▶ **Input records**:
⁂
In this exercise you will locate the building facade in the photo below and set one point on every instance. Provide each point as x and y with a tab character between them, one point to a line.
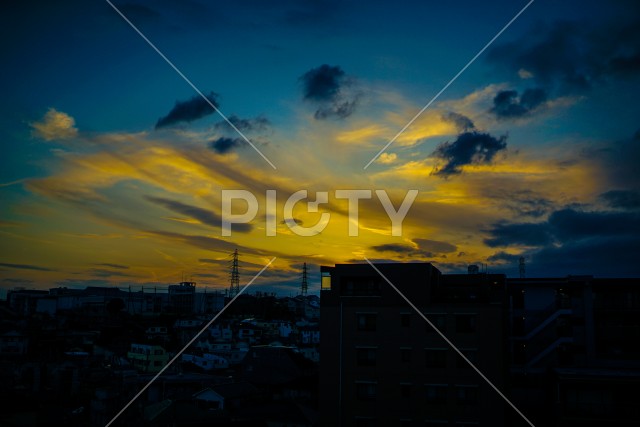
383	364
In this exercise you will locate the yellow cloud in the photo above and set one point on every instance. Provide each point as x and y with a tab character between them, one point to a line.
55	125
387	158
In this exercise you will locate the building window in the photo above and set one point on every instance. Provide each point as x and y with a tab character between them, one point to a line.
366	321
436	393
465	323
326	281
438	320
364	422
366	390
405	355
469	353
518	299
405	390
366	356
405	320
436	357
360	286
467	394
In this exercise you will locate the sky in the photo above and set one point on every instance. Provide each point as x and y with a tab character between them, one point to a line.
113	166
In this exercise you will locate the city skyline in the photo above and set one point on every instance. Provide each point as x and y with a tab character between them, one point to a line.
113	165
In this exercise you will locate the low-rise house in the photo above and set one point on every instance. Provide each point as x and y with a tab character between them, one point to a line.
147	358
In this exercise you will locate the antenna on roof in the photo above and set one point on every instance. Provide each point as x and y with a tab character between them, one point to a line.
304	285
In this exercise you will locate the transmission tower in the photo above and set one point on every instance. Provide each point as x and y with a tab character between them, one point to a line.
234	287
303	286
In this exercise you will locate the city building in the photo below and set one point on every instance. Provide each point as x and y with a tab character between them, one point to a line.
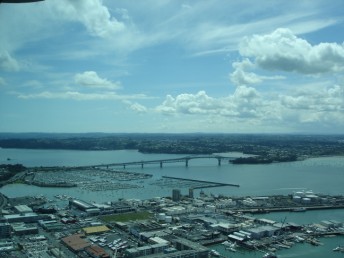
176	196
5	230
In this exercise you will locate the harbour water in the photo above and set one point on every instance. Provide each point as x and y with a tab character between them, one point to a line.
322	175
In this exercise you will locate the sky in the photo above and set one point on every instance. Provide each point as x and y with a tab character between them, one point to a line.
170	66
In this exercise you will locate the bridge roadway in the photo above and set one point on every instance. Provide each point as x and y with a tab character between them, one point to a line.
162	161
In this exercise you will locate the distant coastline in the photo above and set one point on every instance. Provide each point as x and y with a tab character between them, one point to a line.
266	148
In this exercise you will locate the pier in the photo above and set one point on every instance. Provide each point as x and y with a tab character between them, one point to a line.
209	184
160	162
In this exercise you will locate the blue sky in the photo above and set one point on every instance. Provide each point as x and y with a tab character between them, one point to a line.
172	66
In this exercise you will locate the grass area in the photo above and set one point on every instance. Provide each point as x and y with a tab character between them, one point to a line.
127	217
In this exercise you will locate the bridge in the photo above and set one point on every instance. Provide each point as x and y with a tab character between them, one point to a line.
184	160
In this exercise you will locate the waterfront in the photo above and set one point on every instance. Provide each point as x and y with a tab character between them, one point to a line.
322	175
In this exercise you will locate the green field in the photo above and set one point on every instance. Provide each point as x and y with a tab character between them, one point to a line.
126	217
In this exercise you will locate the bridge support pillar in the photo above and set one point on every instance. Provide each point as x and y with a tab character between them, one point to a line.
219	161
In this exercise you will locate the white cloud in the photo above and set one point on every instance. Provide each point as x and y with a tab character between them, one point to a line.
91	79
138	108
242	103
323	100
92	14
75	95
242	75
7	62
284	51
2	81
247	105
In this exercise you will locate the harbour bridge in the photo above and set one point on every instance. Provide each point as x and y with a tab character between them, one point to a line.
184	160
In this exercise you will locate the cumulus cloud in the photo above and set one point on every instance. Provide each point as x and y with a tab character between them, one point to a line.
242	103
2	81
246	104
323	100
75	95
284	51
7	62
138	108
93	14
91	79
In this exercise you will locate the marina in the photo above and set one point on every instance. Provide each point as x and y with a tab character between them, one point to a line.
284	180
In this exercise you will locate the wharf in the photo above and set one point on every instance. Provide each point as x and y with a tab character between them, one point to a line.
211	184
290	209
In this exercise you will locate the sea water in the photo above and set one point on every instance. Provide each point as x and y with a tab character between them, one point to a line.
322	175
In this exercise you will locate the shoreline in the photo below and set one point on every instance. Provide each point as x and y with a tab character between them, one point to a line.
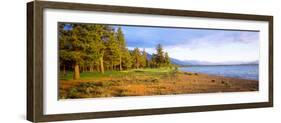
180	83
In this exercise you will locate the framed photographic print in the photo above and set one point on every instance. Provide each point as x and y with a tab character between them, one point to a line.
96	61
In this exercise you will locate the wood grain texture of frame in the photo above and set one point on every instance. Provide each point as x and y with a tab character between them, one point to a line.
35	60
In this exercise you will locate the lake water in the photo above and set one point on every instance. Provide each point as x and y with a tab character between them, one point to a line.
237	71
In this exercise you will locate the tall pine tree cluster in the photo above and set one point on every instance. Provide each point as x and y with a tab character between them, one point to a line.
98	47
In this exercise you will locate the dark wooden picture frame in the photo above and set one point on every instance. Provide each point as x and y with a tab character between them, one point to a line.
35	47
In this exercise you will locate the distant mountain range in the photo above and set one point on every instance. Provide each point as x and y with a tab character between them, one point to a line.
195	62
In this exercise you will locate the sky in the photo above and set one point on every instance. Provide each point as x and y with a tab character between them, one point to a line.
196	44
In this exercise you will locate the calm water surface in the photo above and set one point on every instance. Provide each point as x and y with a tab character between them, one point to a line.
237	71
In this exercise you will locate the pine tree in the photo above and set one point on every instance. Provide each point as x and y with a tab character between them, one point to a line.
122	46
136	54
167	59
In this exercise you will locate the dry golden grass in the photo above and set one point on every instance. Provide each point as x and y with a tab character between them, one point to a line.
140	85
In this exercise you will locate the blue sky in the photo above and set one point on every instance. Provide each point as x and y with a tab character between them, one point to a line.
196	44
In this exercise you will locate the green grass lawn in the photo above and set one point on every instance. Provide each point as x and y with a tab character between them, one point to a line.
139	72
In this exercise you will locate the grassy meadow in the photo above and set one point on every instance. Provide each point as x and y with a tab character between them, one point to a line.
148	81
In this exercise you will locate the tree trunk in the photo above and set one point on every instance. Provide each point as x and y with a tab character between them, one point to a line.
120	62
101	65
76	73
64	71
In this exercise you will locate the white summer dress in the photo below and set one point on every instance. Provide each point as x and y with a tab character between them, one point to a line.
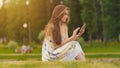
67	52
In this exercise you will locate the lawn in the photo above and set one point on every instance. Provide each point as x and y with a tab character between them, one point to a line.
73	64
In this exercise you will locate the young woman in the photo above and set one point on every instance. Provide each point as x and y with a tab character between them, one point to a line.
57	46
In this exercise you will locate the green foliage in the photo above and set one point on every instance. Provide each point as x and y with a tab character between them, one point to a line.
12	44
82	42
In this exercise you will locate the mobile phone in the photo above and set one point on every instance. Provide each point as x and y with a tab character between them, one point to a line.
78	31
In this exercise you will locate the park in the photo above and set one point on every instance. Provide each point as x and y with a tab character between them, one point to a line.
22	24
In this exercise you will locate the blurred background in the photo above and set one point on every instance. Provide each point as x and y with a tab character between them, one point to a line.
22	24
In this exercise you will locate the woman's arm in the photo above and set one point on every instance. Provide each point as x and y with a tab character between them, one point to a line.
70	38
75	36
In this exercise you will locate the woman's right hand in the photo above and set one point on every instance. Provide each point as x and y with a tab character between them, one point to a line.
74	36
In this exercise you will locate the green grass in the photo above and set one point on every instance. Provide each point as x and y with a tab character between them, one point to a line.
73	64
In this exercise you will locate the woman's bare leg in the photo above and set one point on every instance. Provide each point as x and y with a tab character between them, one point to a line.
80	57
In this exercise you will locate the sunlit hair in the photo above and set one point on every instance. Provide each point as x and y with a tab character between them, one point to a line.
53	27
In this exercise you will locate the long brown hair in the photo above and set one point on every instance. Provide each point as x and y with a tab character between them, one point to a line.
53	27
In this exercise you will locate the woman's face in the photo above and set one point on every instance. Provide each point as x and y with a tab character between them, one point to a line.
65	17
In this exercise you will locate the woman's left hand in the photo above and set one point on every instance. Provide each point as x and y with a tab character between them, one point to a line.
82	30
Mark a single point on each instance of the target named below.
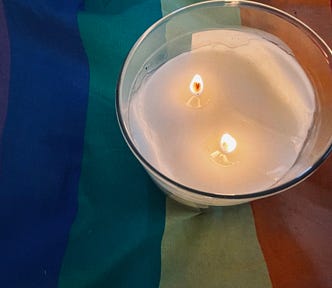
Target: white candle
(239, 130)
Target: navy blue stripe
(42, 140)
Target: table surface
(76, 208)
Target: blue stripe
(42, 140)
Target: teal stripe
(116, 237)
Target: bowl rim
(326, 50)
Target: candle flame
(196, 85)
(227, 143)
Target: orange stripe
(295, 232)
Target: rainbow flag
(77, 209)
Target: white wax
(253, 90)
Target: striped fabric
(77, 209)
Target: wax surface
(253, 90)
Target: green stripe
(218, 248)
(116, 237)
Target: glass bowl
(197, 27)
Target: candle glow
(196, 85)
(227, 143)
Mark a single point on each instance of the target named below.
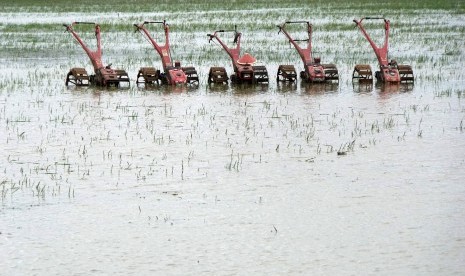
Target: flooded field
(273, 179)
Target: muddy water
(273, 179)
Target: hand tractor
(104, 75)
(314, 70)
(244, 69)
(389, 71)
(173, 73)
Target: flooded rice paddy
(274, 179)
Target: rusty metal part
(389, 71)
(286, 73)
(406, 73)
(218, 75)
(244, 70)
(77, 76)
(104, 75)
(331, 72)
(314, 70)
(362, 73)
(173, 73)
(191, 73)
(148, 75)
(260, 74)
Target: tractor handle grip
(154, 22)
(293, 22)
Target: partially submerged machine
(104, 75)
(314, 70)
(244, 69)
(389, 70)
(172, 73)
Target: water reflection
(362, 87)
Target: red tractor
(173, 73)
(389, 70)
(104, 75)
(244, 69)
(314, 70)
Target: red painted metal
(314, 70)
(389, 70)
(244, 71)
(173, 72)
(104, 75)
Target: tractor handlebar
(154, 22)
(93, 23)
(293, 22)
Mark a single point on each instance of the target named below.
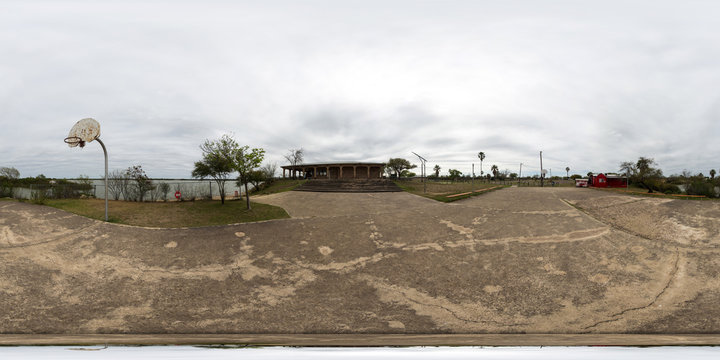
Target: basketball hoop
(84, 131)
(74, 141)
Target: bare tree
(294, 157)
(164, 189)
(141, 183)
(269, 171)
(9, 172)
(217, 162)
(115, 183)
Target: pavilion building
(343, 170)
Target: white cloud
(590, 84)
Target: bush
(666, 188)
(701, 187)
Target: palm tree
(481, 155)
(494, 170)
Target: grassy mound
(171, 214)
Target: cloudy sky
(589, 83)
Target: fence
(158, 191)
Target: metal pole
(104, 151)
(542, 176)
(472, 178)
(520, 176)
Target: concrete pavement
(518, 260)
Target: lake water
(188, 188)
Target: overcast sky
(590, 83)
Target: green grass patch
(278, 186)
(638, 191)
(447, 191)
(171, 214)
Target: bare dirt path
(519, 260)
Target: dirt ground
(517, 260)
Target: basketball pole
(104, 151)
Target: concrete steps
(325, 185)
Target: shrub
(700, 187)
(666, 188)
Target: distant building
(344, 170)
(605, 181)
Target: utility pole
(422, 171)
(520, 175)
(542, 174)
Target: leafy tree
(295, 157)
(398, 165)
(117, 184)
(141, 182)
(164, 190)
(455, 174)
(481, 156)
(9, 173)
(246, 161)
(269, 171)
(218, 161)
(643, 172)
(494, 170)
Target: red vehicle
(602, 180)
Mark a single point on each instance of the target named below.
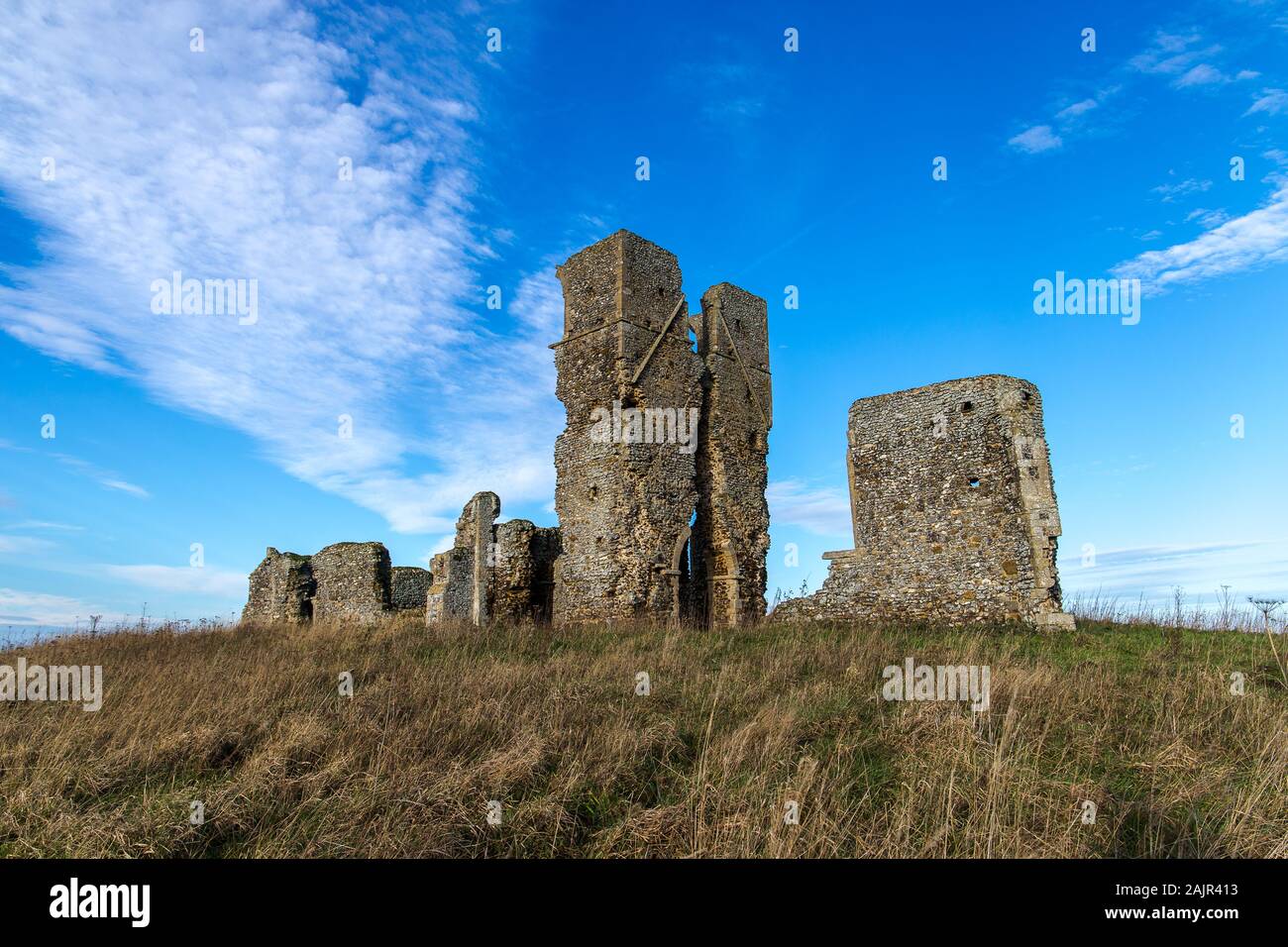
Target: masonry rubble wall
(408, 587)
(353, 581)
(953, 510)
(623, 501)
(494, 571)
(730, 531)
(281, 589)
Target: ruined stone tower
(953, 508)
(730, 534)
(662, 451)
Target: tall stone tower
(953, 510)
(730, 535)
(626, 488)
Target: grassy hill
(250, 722)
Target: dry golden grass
(250, 722)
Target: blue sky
(475, 167)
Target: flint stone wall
(623, 508)
(493, 571)
(953, 510)
(408, 587)
(353, 581)
(730, 532)
(281, 589)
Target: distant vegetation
(1137, 720)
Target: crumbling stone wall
(353, 581)
(623, 506)
(953, 510)
(281, 589)
(493, 571)
(730, 534)
(408, 587)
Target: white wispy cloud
(1250, 241)
(1035, 140)
(108, 479)
(818, 509)
(1154, 573)
(37, 608)
(1077, 108)
(1189, 185)
(181, 579)
(1172, 53)
(24, 544)
(224, 163)
(1202, 75)
(1270, 102)
(44, 525)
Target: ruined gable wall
(281, 589)
(730, 535)
(494, 571)
(622, 506)
(353, 581)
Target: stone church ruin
(661, 476)
(953, 510)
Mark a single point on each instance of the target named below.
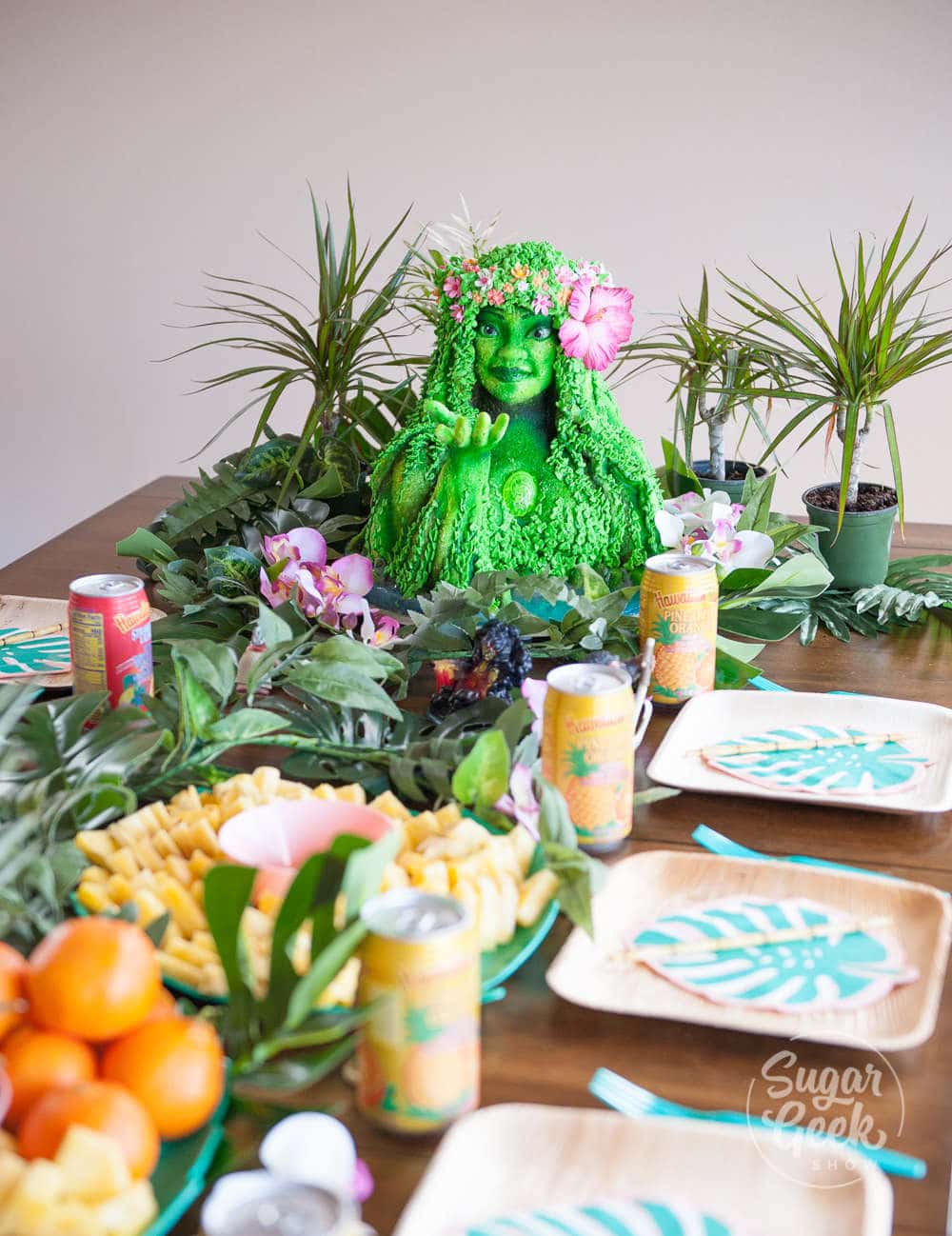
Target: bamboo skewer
(805, 745)
(750, 940)
(21, 637)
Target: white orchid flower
(704, 526)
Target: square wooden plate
(516, 1157)
(724, 716)
(642, 887)
(31, 613)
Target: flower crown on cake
(594, 319)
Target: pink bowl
(280, 837)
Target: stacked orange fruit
(88, 1036)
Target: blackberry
(500, 663)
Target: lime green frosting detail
(553, 490)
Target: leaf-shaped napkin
(824, 973)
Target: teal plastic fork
(633, 1100)
(717, 843)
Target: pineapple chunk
(95, 845)
(149, 905)
(35, 1194)
(434, 878)
(449, 815)
(94, 897)
(354, 792)
(120, 887)
(128, 1212)
(419, 828)
(123, 862)
(93, 1165)
(182, 971)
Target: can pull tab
(643, 708)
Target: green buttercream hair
(600, 505)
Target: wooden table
(537, 1047)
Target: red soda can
(110, 638)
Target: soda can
(418, 1053)
(679, 610)
(587, 750)
(110, 638)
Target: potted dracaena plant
(843, 369)
(715, 374)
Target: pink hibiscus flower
(600, 320)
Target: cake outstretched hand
(468, 440)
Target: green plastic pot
(858, 558)
(732, 488)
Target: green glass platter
(182, 1170)
(497, 966)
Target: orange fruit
(12, 967)
(174, 1067)
(104, 1106)
(94, 978)
(37, 1061)
(165, 1007)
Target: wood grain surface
(537, 1047)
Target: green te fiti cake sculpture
(517, 459)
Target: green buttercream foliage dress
(564, 484)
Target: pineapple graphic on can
(679, 610)
(587, 750)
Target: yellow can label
(680, 613)
(587, 751)
(418, 1054)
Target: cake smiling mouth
(507, 373)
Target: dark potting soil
(870, 497)
(731, 473)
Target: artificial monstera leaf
(869, 768)
(844, 969)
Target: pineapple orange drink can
(679, 610)
(110, 637)
(587, 750)
(418, 1053)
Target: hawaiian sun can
(679, 610)
(587, 750)
(418, 1053)
(110, 637)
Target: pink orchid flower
(386, 629)
(521, 804)
(339, 592)
(298, 548)
(600, 320)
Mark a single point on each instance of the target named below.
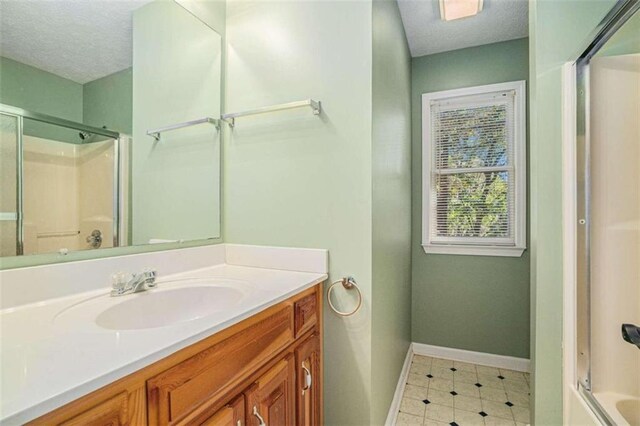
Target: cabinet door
(308, 382)
(231, 414)
(271, 399)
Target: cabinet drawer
(306, 313)
(112, 412)
(206, 376)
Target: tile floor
(444, 392)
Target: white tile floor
(444, 392)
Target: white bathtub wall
(8, 144)
(95, 186)
(50, 195)
(615, 94)
(68, 192)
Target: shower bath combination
(65, 191)
(608, 220)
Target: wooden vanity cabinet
(265, 370)
(309, 395)
(232, 414)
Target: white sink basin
(169, 304)
(153, 309)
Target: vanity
(232, 336)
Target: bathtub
(623, 410)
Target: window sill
(473, 250)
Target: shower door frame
(616, 18)
(20, 115)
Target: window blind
(473, 174)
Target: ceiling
(81, 40)
(500, 20)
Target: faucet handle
(119, 280)
(150, 273)
(150, 277)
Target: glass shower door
(10, 196)
(609, 221)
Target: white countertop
(47, 361)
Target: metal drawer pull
(348, 283)
(260, 419)
(307, 379)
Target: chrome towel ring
(348, 283)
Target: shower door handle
(631, 334)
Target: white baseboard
(490, 360)
(397, 396)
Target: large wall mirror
(109, 131)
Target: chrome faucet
(123, 283)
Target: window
(474, 171)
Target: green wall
(558, 31)
(391, 168)
(295, 179)
(476, 303)
(172, 85)
(108, 102)
(33, 89)
(24, 86)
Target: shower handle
(631, 334)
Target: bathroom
(233, 212)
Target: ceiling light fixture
(456, 9)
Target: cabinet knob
(258, 416)
(307, 379)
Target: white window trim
(520, 159)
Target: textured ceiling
(500, 20)
(80, 40)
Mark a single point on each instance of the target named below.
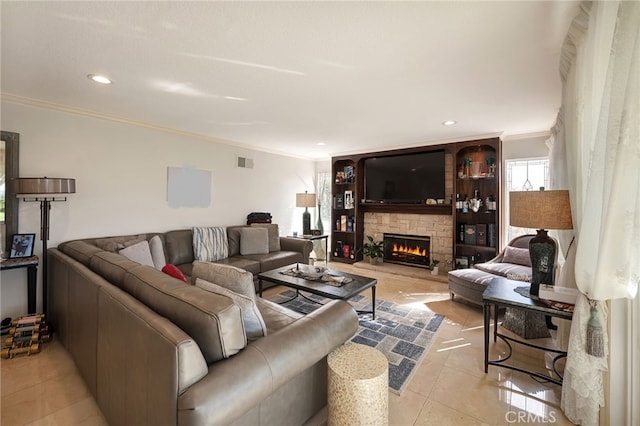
⁂
▶ **Aim of the exercise**: From the line that contains "Target: cabinet knob" to the end of the listing, give every line again exactly as written. Leave the pictures out.

▶ **Task solution**:
Target: cabinet knob
(258, 416)
(307, 379)
Target: white window trim
(520, 159)
Target: textured ceiling
(500, 20)
(80, 40)
Mark a single point on each instance of the target named below.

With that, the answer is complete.